▶ What is being asked: Translate this sentence from the MV Agusta Dragster text into Spanish: "The design of the latest Dragster is sharp, muscular and very attractive with its new triangular triple exhaust tips, sharpened tank intakes and new rear tail section."

▶ Document extract:
== == ==
Photo credit: Bjorn Moreira / ZA Bikers

Although perfect on paper the original rebel was far from perfection, but rather a rough and ready beast. The rough and readiness only really became apparent when parked next to its newer siblings, which we got to see first-hand at Fire It Up! in Bryanston. After a quick chat with the MV importer, they scheduled for us three blind dates with the Dragster triplites to find out for ourselves how the Dragster has changed over the years.

2022 sees MV polish their uncut diamond by making tweaks to the engine, chassis and major electronic upgrades to make the new range of Dragsters more fun and easier to live with on a daily. Other than the hardware and software that’s wired into the background of this art piece, MV has focused a lot on the finer details and on sharpening the design.

Photo credit: Bjorn Moreira / ZA Bikers

On the early models, you’d see rushed paintwork, loads of exposed wiring and stickers instead of lacquered decals, which was painful to see on a bike that wore an MV badge. I’m happy to say that the same cannot be said about the current Dragsters, especially the RR and RC models, which are just unmatched in their class when it comes to paintwork, carbon fibre detailing on the RC and beautifully styled spoked rims on the RR. Gone are the days of exposed wiring and lazy finishing, and in with a new element of luxurious feel and almost “German-like” precision.

A stocky Crossfit model holding a sharpened arrow must have walked into the design room before the brush hit the canvas. The design of the latest Dragster is sharp, muscular and very attractive with its new triangular triple exhaust tips, sharpened tank intakes and new rear tail section. The bike flows like an arrow and gets sharper the further back it goes, starting off with the new LED cornering headlight to the sharpened stinger-like seat just above the extruding halo brake light.
== == ==
Region annotation entries
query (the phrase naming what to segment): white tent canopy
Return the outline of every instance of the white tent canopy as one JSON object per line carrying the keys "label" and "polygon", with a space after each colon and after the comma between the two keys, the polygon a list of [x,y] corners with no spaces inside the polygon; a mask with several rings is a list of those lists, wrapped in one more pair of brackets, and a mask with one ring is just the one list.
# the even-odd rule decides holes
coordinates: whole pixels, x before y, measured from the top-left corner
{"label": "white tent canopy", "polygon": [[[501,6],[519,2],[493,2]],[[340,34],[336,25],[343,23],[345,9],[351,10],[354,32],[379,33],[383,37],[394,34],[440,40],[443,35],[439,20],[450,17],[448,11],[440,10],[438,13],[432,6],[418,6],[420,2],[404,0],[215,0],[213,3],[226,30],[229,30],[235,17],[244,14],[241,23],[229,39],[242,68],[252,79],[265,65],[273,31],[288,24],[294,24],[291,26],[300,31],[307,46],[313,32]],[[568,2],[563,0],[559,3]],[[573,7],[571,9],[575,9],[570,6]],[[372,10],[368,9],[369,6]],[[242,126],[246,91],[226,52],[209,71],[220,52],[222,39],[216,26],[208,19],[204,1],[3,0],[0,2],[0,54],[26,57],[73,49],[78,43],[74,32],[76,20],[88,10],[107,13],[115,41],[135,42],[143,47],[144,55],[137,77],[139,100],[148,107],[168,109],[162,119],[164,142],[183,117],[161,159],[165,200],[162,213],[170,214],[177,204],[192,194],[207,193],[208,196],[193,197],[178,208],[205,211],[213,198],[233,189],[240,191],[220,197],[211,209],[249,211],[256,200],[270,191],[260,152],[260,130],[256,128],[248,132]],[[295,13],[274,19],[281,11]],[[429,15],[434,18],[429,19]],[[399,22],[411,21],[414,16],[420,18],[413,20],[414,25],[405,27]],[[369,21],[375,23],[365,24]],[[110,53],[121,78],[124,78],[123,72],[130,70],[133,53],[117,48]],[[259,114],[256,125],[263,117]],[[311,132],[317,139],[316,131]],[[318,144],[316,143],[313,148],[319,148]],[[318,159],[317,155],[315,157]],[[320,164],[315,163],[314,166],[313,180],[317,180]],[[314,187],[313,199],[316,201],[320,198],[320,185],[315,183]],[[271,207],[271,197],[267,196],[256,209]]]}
== == ==
▶ Solution to this task: El diseño de la última Dragster es afilado, musculoso y muy atractivo, con sus nuevas puntas de escape triples triangulares, sus tomas de aire del depósito más afiladas y su nueva sección de cola trasera.